Below are several records. Retype exactly those lines running from the one with "Target: wispy cloud" through the one with "instance, sample <point>986,166</point>.", end lines included, and no others.

Start of Block

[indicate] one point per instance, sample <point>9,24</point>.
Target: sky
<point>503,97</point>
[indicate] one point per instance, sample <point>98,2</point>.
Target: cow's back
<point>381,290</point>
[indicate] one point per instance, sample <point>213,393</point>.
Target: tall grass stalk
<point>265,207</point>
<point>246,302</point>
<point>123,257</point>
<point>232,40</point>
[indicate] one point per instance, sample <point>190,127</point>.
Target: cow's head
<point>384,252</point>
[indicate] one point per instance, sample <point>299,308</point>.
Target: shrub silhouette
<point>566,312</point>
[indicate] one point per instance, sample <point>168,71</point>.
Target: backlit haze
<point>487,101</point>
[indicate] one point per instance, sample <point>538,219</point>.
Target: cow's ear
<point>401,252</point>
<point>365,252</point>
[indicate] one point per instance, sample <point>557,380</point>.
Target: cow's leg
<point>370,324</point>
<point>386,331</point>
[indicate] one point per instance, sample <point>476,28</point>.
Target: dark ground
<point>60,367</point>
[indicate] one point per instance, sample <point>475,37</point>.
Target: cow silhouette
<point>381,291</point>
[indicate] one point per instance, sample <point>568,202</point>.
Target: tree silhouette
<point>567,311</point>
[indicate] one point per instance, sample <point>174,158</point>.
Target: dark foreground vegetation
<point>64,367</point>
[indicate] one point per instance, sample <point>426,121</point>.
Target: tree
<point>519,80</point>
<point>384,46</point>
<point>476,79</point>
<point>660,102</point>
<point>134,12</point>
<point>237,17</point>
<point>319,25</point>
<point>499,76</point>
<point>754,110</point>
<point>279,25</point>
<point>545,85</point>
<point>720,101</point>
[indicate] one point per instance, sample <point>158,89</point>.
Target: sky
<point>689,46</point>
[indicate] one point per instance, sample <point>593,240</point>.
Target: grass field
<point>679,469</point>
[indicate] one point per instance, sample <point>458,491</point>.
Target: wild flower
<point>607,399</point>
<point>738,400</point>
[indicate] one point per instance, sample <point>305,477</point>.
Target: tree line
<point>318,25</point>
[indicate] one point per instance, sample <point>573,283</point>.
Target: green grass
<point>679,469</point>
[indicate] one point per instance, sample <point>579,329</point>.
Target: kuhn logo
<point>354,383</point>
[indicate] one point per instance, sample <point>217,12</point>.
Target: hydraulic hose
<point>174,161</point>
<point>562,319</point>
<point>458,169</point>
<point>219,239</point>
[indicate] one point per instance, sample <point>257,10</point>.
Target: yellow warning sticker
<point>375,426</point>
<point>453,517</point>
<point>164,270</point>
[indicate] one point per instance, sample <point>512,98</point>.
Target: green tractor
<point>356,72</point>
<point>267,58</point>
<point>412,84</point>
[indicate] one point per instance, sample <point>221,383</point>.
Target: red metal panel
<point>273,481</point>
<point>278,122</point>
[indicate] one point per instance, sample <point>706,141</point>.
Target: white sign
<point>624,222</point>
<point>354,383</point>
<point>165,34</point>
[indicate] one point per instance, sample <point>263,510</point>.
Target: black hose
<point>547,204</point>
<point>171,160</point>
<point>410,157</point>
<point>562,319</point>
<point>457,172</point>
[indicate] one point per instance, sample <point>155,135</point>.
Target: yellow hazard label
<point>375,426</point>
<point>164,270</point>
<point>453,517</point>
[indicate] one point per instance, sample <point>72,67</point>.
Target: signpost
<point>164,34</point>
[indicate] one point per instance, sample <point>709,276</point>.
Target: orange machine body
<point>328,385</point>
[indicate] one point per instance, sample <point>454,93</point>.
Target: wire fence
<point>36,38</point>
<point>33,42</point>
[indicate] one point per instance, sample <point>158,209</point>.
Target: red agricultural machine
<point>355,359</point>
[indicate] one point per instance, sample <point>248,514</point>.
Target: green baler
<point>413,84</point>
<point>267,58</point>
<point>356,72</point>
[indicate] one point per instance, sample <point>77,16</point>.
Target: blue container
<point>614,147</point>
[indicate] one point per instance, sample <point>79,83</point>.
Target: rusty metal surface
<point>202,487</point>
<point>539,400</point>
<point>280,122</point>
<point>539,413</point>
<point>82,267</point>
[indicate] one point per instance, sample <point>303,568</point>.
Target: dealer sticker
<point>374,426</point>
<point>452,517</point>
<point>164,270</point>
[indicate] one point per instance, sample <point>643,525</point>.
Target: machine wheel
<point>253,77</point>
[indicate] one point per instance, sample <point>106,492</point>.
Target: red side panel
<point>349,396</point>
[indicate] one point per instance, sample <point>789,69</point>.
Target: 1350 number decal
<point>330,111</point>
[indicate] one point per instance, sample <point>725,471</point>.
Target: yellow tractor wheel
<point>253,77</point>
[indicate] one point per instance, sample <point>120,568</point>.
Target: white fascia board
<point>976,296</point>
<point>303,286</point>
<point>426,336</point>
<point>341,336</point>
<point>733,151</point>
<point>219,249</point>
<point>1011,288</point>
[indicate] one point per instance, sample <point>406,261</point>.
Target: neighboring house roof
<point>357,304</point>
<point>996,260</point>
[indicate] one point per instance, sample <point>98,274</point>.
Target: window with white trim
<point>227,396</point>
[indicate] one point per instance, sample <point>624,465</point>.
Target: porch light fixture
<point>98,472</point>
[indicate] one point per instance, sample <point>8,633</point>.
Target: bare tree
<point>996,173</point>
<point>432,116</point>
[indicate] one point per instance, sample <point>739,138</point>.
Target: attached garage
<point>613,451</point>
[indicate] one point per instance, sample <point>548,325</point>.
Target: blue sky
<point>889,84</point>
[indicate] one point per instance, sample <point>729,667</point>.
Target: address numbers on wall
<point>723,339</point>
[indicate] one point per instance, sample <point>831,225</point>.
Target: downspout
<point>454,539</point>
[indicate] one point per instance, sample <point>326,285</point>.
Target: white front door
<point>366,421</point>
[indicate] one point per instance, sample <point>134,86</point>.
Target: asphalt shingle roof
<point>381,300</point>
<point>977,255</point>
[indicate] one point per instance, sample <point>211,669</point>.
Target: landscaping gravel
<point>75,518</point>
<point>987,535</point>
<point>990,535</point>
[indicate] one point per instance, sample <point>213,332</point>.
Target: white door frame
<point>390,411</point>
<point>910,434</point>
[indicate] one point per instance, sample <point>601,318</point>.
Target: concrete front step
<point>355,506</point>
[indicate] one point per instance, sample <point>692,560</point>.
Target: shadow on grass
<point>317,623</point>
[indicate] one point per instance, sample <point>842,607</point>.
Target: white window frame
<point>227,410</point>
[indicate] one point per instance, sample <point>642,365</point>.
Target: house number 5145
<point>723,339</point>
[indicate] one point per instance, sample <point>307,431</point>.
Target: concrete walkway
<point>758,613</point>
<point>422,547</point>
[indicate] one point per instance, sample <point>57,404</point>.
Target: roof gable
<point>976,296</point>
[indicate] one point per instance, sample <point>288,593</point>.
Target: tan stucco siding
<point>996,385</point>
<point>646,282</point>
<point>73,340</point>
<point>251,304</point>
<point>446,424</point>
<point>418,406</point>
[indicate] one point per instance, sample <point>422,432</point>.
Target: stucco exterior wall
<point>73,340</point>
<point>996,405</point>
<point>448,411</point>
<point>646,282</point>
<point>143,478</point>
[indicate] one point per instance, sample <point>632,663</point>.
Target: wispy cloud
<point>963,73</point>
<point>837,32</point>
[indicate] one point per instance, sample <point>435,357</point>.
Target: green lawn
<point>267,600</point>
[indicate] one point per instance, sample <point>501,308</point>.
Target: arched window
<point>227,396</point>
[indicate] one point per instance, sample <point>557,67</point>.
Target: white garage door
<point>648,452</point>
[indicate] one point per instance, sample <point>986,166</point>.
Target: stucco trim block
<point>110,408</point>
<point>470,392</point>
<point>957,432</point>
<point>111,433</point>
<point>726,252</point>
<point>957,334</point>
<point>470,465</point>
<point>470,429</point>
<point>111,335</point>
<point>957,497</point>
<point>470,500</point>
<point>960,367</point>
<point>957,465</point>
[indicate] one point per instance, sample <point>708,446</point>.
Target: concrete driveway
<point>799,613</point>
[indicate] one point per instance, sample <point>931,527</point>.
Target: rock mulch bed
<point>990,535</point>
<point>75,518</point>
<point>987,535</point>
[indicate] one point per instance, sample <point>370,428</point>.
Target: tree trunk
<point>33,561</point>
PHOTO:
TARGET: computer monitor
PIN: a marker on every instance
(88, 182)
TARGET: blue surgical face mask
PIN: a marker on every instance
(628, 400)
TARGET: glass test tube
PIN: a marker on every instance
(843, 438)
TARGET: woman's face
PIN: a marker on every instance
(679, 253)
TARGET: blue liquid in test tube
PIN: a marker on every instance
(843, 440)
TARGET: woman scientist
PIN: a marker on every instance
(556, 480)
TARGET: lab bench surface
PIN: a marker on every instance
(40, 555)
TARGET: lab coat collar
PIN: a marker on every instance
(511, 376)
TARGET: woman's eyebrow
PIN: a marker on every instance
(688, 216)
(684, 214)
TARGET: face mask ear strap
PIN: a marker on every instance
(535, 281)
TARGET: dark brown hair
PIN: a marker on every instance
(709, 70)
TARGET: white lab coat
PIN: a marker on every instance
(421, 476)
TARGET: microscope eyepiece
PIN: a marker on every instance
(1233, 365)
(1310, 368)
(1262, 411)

End of Block

## ANSWER AREA
Target: wispy cloud
<point>963,73</point>
<point>837,32</point>
[indicate] one point per instance, sample <point>435,357</point>.
Target: green lawn
<point>267,600</point>
[indicate] one point per instance, sample <point>501,308</point>.
Target: arched window
<point>227,396</point>
[indicate] one point per instance, sample <point>557,67</point>.
Target: white garage door
<point>648,452</point>
[indicate] one point per instance, sample <point>986,166</point>.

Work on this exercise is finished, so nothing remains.